───── DATA FOR PROCESSING

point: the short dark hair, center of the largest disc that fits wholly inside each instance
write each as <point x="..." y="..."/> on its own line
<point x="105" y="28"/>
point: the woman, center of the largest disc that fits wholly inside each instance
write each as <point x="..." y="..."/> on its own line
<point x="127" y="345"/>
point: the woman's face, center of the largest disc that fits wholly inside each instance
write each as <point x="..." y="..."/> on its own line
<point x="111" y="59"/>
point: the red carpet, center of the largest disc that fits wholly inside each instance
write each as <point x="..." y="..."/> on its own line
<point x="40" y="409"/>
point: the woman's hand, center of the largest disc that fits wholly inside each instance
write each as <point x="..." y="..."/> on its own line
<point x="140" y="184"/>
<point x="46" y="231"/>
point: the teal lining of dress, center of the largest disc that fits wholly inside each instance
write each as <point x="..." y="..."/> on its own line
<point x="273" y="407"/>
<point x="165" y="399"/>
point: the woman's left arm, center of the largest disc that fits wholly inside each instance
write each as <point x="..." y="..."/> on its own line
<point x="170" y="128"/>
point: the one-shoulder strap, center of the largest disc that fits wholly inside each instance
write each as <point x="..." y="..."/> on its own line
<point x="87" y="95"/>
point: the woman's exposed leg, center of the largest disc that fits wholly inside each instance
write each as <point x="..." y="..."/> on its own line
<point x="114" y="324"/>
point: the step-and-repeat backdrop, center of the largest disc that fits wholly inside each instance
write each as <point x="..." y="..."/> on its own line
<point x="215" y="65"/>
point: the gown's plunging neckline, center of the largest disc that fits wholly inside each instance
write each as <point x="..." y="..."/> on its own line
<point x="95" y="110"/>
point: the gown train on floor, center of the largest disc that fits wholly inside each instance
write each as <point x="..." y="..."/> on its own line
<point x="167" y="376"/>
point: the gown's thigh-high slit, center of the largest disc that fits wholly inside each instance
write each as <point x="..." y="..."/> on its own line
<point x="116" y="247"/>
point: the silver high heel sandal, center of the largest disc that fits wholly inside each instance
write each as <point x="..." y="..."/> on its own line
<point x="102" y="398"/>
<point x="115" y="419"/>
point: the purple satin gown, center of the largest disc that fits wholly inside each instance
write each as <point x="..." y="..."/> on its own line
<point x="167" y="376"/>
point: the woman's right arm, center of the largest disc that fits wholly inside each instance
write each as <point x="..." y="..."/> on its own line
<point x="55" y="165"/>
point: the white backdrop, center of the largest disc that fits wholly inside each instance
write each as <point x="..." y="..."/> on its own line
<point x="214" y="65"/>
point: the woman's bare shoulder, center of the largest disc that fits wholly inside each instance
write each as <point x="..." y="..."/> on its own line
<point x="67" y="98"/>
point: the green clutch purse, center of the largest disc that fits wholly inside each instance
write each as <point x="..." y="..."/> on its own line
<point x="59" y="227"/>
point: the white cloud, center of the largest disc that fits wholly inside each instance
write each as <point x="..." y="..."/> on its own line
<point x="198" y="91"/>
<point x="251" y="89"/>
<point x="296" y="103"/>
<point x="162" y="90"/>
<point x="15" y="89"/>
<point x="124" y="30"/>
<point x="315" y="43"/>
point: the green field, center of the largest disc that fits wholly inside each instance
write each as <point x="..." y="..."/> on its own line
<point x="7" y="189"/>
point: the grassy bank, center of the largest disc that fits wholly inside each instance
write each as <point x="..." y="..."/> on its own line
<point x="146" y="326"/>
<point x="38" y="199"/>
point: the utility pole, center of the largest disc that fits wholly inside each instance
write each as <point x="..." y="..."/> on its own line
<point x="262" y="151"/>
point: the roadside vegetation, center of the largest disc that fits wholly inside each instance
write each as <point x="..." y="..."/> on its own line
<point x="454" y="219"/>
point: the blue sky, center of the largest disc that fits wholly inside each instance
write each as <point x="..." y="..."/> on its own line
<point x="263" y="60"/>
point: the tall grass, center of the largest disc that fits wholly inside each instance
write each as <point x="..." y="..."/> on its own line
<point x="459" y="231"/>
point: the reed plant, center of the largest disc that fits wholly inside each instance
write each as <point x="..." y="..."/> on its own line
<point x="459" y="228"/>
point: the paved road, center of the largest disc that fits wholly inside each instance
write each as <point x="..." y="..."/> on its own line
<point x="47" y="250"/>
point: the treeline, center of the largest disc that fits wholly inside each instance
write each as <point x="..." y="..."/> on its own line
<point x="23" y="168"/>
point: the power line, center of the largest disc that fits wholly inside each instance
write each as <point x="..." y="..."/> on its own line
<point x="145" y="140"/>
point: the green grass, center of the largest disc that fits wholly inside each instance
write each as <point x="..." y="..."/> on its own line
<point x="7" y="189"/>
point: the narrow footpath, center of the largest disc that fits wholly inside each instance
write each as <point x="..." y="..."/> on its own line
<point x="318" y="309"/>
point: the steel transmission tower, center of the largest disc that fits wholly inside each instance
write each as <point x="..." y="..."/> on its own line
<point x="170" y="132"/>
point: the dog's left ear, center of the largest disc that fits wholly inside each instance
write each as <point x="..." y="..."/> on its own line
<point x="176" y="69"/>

──────────

* THE PROBLEM *
Please print all of the data above again, line for line, without any changes.

* REPLY TO THE TASK *
point: the short dark hair, center of the largest disc that fits wholly inside each instance
write each as <point x="..." y="..."/> on its own line
<point x="105" y="28"/>
point: the woman, center of the largest disc that fits wholly inside each instance
write each as <point x="..." y="..."/> on its own line
<point x="127" y="345"/>
point: the woman's face, center of the largest disc that fits wholly inside each instance
write each as <point x="..." y="..."/> on its own line
<point x="111" y="59"/>
point: the red carpet, center of the largest disc that fits wholly inside each instance
write each as <point x="..." y="..."/> on its own line
<point x="40" y="409"/>
point: the woman's hand, center of the largest disc that fits wholly inside each instance
write each as <point x="..." y="..."/> on its own line
<point x="140" y="184"/>
<point x="46" y="231"/>
point: the teal lining of dress, center of the largest disc that fits wholly inside each instance
write each as <point x="..." y="..."/> on its own line
<point x="273" y="407"/>
<point x="165" y="399"/>
point: the woman's left arm, center of the largest disc that fits wholly inside each instance
write each as <point x="..." y="..."/> on its own line
<point x="170" y="128"/>
point: the one-shoulder strap, center of the largest disc that fits wholly inside each instance
write each as <point x="..." y="..."/> on its own line
<point x="87" y="95"/>
point: the woman's exposed leg, center of the largest disc that fits wholly inside each instance
write each as <point x="..." y="..."/> on its own line
<point x="114" y="324"/>
point: the step-and-repeat backdrop, center of the largest disc that fits wholly inside each instance
write each as <point x="..." y="..."/> on its own line
<point x="215" y="65"/>
point: the gown's plunging neckline, center of the largest disc that fits wholly inside each instance
write each as <point x="..." y="..."/> on its own line
<point x="95" y="110"/>
point: the gown train on floor, center of the largest disc that fits wholly inside each instance
write each as <point x="..." y="..."/> on its own line
<point x="167" y="376"/>
point: the gown's thigh-high slit, center of the largest disc that fits wholly inside each instance
write each as <point x="..." y="..."/> on its own line
<point x="116" y="247"/>
point: the silver high heel sandal, center of the largest disc that fits wholly inside each instance
write each as <point x="..." y="..."/> on its own line
<point x="102" y="398"/>
<point x="115" y="419"/>
point: the purple satin gown, center of the largest disc that fits wholly inside each instance
write each as <point x="..." y="..."/> on its own line
<point x="167" y="376"/>
point: the woman's right arm, center of the largest disc that fits wholly inside each instance
write each as <point x="..." y="..."/> on its own line
<point x="55" y="165"/>
point: the white backdrop, center of the largest disc that fits wholly inside each instance
write each as <point x="..." y="..."/> on its own line
<point x="214" y="65"/>
point: the woman's bare shoulder, center of the largest disc that fits wholly inside each instance
write each as <point x="..." y="..."/> on its own line
<point x="67" y="98"/>
point: the green clutch purse, center of the largest disc that fits wholly inside each instance
write each as <point x="..." y="..."/> on its own line
<point x="59" y="227"/>
point: the white cloud, center of the largest disc that fits wholly inside each instance
write each as <point x="..." y="..."/> on its own line
<point x="198" y="91"/>
<point x="251" y="89"/>
<point x="296" y="103"/>
<point x="162" y="90"/>
<point x="15" y="89"/>
<point x="124" y="30"/>
<point x="315" y="43"/>
point: the green field, center of the largest disc that fits wholly inside each instance
write each as <point x="..." y="..."/> on its own line
<point x="7" y="189"/>
point: the grassy bank, center of the largest disc that fits wholly inside each instance
write each as <point x="..." y="..."/> on its own line
<point x="146" y="326"/>
<point x="38" y="199"/>
point: the utility pole, center of the largest disc that fits wholly inside each instance
write each as <point x="..." y="..."/> on its own line
<point x="262" y="151"/>
point: the roadside vegetation, center of the largest disc that fits wholly inside each instance
write each as <point x="..." y="..."/> on its own line
<point x="454" y="219"/>
point: the blue sky, center of the largest disc that fits wholly inside each instance
write each as <point x="..." y="..."/> on its own line
<point x="263" y="60"/>
point: the tall grass, center of the largest disc that fits wholly inside each instance
write each as <point x="..." y="..."/> on its own line
<point x="459" y="231"/>
point: the reed plant, center of the largest disc that fits wholly inside each instance
write each as <point x="..." y="..."/> on its own line
<point x="459" y="228"/>
point: the paved road, center of the largest disc that fits wholly inside each instance
write each as <point x="..." y="..."/> on its own line
<point x="47" y="250"/>
point: the treeline, center of the largest disc that fits wholly inside each instance
write each as <point x="..." y="..."/> on its own line
<point x="23" y="168"/>
point: the power line, center of the largest disc that fits wholly inside each instance
write each as <point x="..." y="..."/> on its own line
<point x="145" y="140"/>
point: the green grass, center of the largest disc that fits wholly inside each instance
write each as <point x="..." y="..."/> on its own line
<point x="7" y="189"/>
point: the narrow footpath, center of the largest disc that fits wholly inside each instance
write each as <point x="..." y="..."/> on its own line
<point x="318" y="309"/>
point: the steel transmission tower, center of the largest disc that fits wholly inside each instance
write each as <point x="..." y="..."/> on its own line
<point x="170" y="132"/>
point: the dog's left ear, center of the largest disc that fits wholly inside each instance
write each as <point x="..." y="..."/> on its own line
<point x="176" y="69"/>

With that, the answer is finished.